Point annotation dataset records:

┌────────

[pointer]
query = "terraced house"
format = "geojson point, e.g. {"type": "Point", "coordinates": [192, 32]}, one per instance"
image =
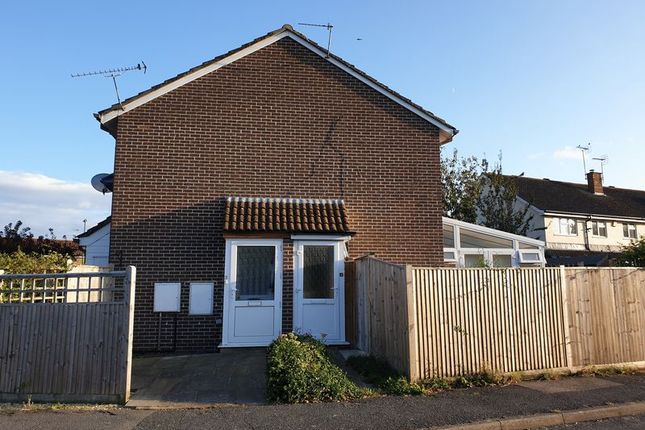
{"type": "Point", "coordinates": [242, 185]}
{"type": "Point", "coordinates": [582, 224]}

└────────

SET EXERCISE: Substitute "semi-detached house" for "terraced house" throughout the items above and reproduce every other line unchanged, omitting the pictures.

FINISHED ANSWER:
[pointer]
query = "semi-detached house"
format = "geojson point, e.g. {"type": "Point", "coordinates": [192, 32]}, one per instance"
image =
{"type": "Point", "coordinates": [242, 185]}
{"type": "Point", "coordinates": [582, 224]}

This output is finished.